*WORK ITEM:* Give again the line that contains "Reviewer note: check that every instance of the rear wheel" and every line after it to the end of the records. Keep them exactly as they are and add nothing.

INFORMATION GIVEN: Begin

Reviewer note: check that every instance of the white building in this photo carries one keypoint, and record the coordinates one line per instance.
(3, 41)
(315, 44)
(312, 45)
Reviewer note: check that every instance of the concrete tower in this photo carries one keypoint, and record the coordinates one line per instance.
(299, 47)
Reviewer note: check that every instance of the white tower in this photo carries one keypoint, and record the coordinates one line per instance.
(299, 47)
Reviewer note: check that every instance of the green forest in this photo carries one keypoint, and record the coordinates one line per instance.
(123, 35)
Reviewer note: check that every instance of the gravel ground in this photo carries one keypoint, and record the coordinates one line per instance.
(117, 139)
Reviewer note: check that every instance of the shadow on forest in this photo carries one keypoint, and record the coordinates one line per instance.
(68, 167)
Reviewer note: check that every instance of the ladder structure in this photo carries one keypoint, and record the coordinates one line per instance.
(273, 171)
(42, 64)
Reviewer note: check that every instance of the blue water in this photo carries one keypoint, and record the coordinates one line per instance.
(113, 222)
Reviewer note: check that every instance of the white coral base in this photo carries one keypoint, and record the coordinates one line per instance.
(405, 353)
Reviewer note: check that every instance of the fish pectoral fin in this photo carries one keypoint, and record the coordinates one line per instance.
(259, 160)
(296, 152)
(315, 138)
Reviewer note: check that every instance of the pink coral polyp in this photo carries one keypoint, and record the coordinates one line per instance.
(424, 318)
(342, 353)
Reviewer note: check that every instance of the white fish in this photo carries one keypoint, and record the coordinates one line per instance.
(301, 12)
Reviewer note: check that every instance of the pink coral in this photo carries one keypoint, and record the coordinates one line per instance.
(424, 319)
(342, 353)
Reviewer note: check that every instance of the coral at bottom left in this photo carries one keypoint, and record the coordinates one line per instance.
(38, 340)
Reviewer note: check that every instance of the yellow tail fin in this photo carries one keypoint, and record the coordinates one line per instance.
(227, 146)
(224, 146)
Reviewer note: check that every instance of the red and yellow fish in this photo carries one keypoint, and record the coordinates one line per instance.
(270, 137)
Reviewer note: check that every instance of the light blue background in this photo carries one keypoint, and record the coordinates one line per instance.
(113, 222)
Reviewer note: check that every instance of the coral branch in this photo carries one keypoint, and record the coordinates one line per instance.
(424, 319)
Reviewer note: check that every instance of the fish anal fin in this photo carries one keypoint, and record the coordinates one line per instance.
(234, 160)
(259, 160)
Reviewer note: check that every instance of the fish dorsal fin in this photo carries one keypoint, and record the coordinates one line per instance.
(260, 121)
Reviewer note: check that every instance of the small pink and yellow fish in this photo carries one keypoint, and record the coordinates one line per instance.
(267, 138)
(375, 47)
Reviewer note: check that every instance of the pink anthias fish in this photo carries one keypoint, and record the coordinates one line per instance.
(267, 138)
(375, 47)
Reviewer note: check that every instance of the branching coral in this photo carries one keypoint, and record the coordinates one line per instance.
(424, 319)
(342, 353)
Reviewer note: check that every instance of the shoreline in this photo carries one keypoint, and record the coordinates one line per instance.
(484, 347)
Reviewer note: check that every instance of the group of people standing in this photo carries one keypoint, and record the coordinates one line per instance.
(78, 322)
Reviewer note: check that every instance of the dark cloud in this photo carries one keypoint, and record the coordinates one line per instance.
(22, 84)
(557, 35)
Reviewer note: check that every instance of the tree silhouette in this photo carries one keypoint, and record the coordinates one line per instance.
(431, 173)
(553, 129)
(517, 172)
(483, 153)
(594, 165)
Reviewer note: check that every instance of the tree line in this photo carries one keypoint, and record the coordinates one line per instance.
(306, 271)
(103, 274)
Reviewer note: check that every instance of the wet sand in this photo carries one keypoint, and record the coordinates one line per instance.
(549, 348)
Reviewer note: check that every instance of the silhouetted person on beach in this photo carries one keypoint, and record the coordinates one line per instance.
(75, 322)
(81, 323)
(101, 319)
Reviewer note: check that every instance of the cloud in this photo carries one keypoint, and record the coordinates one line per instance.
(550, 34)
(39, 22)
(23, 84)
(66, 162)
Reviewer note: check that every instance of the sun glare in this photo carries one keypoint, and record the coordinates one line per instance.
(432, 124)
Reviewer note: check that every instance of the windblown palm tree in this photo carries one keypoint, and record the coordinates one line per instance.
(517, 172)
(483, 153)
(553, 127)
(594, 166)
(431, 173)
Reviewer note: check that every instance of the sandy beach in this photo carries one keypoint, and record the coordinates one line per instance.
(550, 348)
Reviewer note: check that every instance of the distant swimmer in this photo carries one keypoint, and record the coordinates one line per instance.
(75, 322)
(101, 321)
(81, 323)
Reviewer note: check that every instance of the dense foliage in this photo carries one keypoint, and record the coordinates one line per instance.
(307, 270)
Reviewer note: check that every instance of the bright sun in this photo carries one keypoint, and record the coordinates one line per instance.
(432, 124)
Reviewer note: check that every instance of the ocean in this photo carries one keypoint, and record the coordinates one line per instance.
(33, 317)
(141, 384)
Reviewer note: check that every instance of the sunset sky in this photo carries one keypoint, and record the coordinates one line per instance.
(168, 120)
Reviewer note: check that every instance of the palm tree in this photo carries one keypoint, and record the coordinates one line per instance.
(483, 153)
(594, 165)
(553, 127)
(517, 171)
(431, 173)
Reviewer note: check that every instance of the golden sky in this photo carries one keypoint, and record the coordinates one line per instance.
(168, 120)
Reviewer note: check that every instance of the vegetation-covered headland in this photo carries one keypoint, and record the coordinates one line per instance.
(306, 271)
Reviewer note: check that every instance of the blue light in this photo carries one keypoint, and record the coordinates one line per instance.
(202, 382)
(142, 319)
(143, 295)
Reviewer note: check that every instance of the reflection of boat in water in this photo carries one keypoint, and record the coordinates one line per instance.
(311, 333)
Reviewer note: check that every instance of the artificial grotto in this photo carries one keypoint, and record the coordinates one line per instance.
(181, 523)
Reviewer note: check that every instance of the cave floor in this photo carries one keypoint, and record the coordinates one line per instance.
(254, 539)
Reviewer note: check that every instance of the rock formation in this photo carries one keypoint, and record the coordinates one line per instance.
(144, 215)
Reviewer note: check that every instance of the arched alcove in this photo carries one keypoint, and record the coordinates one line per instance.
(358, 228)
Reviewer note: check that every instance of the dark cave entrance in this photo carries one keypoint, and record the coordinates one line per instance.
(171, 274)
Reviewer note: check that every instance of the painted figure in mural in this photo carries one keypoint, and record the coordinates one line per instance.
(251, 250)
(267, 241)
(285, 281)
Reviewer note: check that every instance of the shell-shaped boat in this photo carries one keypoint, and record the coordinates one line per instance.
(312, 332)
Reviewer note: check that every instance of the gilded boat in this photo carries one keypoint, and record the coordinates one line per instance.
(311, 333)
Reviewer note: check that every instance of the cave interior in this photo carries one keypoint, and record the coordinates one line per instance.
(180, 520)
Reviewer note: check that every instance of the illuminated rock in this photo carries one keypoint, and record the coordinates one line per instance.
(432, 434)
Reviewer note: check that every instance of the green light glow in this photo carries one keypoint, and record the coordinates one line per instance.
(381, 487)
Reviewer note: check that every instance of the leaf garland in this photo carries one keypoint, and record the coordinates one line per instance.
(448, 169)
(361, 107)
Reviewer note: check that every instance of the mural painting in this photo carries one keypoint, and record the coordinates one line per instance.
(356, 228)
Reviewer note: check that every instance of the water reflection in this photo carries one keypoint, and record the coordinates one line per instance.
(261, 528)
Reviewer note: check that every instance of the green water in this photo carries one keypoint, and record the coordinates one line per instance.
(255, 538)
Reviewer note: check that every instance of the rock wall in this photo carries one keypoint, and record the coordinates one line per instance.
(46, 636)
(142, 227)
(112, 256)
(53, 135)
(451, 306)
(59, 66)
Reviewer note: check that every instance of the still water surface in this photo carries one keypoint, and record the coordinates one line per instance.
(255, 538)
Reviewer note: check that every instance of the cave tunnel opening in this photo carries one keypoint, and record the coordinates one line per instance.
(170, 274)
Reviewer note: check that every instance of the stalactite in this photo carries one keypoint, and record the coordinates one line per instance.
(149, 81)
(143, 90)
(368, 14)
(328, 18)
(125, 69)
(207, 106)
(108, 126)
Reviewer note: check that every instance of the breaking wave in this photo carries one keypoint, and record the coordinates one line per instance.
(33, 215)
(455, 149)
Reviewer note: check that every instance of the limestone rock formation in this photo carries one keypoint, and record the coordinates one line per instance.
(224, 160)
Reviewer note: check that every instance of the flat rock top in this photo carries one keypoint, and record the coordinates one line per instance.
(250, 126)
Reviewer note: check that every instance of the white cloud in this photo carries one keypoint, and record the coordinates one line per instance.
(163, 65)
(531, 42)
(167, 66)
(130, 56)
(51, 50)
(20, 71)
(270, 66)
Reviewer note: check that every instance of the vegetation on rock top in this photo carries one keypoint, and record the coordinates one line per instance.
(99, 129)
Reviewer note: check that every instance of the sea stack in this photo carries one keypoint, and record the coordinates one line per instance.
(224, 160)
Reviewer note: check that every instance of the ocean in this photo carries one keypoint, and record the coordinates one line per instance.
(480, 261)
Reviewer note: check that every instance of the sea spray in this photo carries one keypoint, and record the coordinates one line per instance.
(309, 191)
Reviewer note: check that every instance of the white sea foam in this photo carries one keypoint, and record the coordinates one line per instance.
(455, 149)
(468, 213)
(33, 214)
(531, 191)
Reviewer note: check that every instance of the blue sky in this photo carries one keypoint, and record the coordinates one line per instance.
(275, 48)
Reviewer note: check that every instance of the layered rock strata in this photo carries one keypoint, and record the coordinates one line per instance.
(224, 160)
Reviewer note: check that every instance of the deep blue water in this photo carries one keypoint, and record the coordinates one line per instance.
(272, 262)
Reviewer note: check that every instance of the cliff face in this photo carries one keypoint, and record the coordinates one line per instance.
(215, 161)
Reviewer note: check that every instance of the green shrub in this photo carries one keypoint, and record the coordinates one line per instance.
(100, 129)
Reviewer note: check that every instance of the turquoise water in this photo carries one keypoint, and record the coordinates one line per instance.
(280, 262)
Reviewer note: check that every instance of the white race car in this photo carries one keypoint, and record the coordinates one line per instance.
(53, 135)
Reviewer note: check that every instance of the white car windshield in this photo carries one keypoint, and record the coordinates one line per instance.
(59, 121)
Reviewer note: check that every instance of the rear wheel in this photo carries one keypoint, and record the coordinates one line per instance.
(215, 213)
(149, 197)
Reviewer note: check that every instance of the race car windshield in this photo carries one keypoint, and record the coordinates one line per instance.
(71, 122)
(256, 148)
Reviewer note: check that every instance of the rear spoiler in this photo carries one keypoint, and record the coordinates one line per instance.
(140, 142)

INFORMATION GIVEN: End

*SOLUTION TO THE PROBLEM:*
Reviewer note: check that every instance of the rear wheel in this photo carries one keypoint, and record the coordinates one line per instance.
(215, 213)
(149, 197)
Reviewer note: check that every instance of the race car windshield in this photo carries one keypoint, and record the coordinates one line per instance.
(71, 122)
(256, 148)
Reviewer note: check that every instance of the rear spoiler in this photo carries one keypoint, and record the coordinates one line per instance.
(140, 142)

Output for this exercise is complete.